··· Source text ···

I doubt very much he intended it to be representative of a brainless game of laser-tag. Superficially Captain Kirk traveled to "strange new worlds" made of styrofoam and had sex with green women but subcutaneously the series was a kind of fictional vanguard for the pursuit of knowledge and for human exploration. Superficially, Interstellar (especially with all the awesome power of IMAX™) lets us wonder at the silent majesty of space yawning terribly around the fragile Endurance; we breathlessly watch it tumble insignificantly past Saturn's rings, fold through space into a wormhole and feel the physical stresses run through the ship's frame and instruments, gaze upon the blinding event horizon of a massive black hole, feel its tidal power move waves the size of mountains across the surface of a planet caught haplessly in its orbit, and break frozen clouds into a glittering riot across the upper atmospheres of some alien, semi-gaseous world galaxies away. 



The hard physics of this are irrelevant in face of the theme - if I can hand-on-heart talk about the conveyance of realism in Donkey Kong Country, then I can attest that Christopher Nolan achieves similar conveyance through Interstellar's depiction of space-travel. Now that the movie is also an emotional roller-coaster - to hook an audience on the layman's terms - and viscerally dramatizes temporal relativity and the traumatic effects on a small American family adds profundity to the overall experience. MacConnaughey watches helplessly as his children grow old and suffer emotionally through distant radio transmissions, stuck in dilated time, The concept of a loved one ultimately beyond your reach and that love exists beyond purely physical dimensions gnawed at my heart - but how couldn't it? We are all human and suffer the same.

···

- Task directions
Copy the stretch of the passage on Interstellar from "The hard physics of" through "suffer the same.". You won't need the records that come next.

··· Extracted records ···

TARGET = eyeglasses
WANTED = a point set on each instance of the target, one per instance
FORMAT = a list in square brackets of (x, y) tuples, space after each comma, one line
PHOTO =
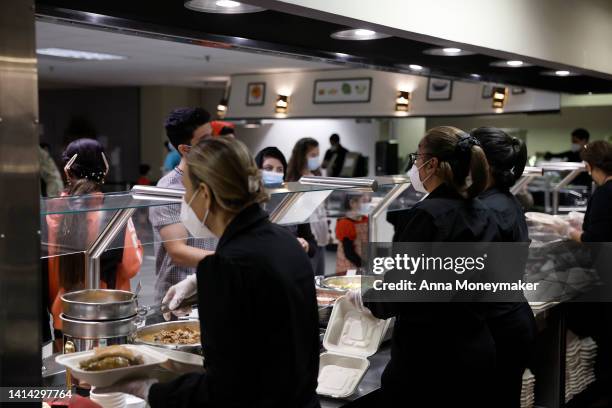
[(412, 157)]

···

- Task output
The hard physics of this are irrelevant in face of the theme - if I can hand-on-heart talk about the conveyance of realism in Donkey Kong Country, then I can attest that Christopher Nolan achieves similar conveyance through Interstellar's depiction of space-travel. Now that the movie is also an emotional roller-coaster - to hook an audience on the layman's terms - and viscerally dramatizes temporal relativity and the traumatic effects on a small American family adds profundity to the overall experience. MacConnaughey watches helplessly as his children grow old and suffer emotionally through distant radio transmissions, stuck in dilated time, The concept of a loved one ultimately beyond your reach and that love exists beyond purely physical dimensions gnawed at my heart - but how couldn't it? We are all human and suffer the same.